-------- SUPPLIED TEXT

# hey everybody! meet me, and meet... WAFFLE!



## gw7 (Dec 9, 2010)

hey there everybody!

i've actually been a member on this site and just lurking around and soaking up information!

but i think its time i make a first post and say hello!

the name's gabe, im 18, and LOVE my little dude Waffle!

got him from Vickie and have never been happier with the choice!

heres some pics of the little man! he's a tobiano pinto IIRC, and he's quite cute, he really is. 

Tounge!









just chillin :ugeek: 









more pictures on my camera that i will get up relatively soon!
also just ordered a carolina storm and we're trying new food as we speak!
-gabe


----------



## Nancy (Aug 22, 2008)

Waffle is adorable. Welcome to both of you.


----------



## LarryT (May 12, 2009)

Welcome to HHC!  Waffle looks so at ease and those pics are awesome!  
His wheel will be arriving very soon,thanks for your order.


----------



## hercsmom (Jul 6, 2010)

Awwww...Waffle is super cute! Welcome!!


----------



## MissC (Nov 15, 2010)

Welcome Gabe & Waffle!! He does look like he's chillin'!

Very cool.


----------



## PJM (May 7, 2010)

Welcome to HHC & Congrats on Waffle!! I love his tongue! He's a cutie.

You HAVE to listen to this e-card from Hoops & Yoyo. (I love them!)

Do You like Waffles??

http://www.hallmark.com/ECardDisplay/EC ... %3Ewaffles


----------



## susanaproenca (Aug 14, 2010)

Welcome! I can't wait to see more pictures of Waffles, his color is beautiful!


----------



## Hedgieonboard (Nov 15, 2009)

He's adorable, congrats on your new addition! Can't wait to see more pics of this little guy


----------



## megan4032 (Dec 10, 2010)

Welcome to both of you and I have to say that is an adorable name!!! ps i have heard some things about vickie and was just wondering how it went with her.


----------



## Brayrox (Aug 16, 2010)

Welcome Both Of You


----------



## cylaura (Jan 13, 2011)

Waffle is SO cute - I love his little tongue! Glad you and your little guy are so happy. 

P.S. PJM - I love Hoops and Yoyo!! That video card was cute.


----------



## RalphsMum (Oct 14, 2010)

Seriously cute!


----------



## HedgehogsAnonymous (Dec 30, 2010)

He's absolutely adorable!!


----------

----------------

> **REQUESTS**:
1) Please retype the part of the Waffle thread that begins at the words "## MissC (Nov" and stops after "He's a cutie.".
2) Answer these from the Waffle thread:
(a) From whom did gabe get Waffle?
(b) What kind of pinto does gabe say Waffle is?
(c) According to LarryT, what will be arriving very soon?
Use only the Waffle thread to answer.

-------- ROWS

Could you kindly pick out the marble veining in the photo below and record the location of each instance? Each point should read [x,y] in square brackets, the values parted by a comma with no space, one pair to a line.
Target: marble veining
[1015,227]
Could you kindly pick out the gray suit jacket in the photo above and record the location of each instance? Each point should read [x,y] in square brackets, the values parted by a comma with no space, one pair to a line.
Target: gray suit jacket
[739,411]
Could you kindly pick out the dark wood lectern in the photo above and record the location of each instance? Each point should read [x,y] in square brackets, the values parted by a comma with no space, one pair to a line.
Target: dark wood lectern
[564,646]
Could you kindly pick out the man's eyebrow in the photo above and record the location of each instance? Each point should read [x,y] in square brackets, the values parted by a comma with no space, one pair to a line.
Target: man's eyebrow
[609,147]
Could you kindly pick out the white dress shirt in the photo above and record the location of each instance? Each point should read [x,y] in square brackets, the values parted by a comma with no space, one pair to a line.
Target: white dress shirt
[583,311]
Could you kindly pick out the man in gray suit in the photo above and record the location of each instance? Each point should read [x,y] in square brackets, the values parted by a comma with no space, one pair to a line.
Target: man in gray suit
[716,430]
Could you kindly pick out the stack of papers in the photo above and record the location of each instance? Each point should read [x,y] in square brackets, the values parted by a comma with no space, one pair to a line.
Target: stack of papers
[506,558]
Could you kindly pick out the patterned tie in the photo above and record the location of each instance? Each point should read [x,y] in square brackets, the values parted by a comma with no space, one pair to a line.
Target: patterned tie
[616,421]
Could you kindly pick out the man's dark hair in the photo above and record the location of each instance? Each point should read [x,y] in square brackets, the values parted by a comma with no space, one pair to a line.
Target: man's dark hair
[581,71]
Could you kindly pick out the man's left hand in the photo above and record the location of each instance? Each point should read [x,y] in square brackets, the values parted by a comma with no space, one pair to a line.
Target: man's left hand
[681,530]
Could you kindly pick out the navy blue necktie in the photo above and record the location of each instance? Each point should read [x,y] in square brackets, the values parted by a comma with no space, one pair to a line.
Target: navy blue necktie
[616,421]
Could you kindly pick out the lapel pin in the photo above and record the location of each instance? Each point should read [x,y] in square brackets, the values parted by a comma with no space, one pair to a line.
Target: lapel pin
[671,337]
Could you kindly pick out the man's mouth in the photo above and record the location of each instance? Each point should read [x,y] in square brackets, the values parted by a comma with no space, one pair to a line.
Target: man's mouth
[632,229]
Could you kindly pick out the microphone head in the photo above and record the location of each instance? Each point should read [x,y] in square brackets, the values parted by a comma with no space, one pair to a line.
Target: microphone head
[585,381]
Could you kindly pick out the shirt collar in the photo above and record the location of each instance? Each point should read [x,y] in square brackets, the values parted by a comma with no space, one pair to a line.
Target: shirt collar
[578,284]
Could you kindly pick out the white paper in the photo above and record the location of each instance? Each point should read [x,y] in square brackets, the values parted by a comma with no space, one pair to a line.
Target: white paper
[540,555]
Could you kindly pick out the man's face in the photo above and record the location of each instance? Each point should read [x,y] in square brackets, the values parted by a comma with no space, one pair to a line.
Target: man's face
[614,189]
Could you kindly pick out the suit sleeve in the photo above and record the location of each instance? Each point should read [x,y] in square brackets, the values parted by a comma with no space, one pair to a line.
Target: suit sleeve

----------------

> **WORKED ANSWERS**:
1)
## MissC (Nov 15, 2010)

Welcome Gabe & Waffle!! He does look like he's chillin'!

Very cool.


----------



## PJM (May 7, 2010)

Welcome to HHC & Congrats on Waffle!! I love his tongue! He's a cutie.

2)
(a) Vickie
(b) A tobiano pinto
(c) His wheel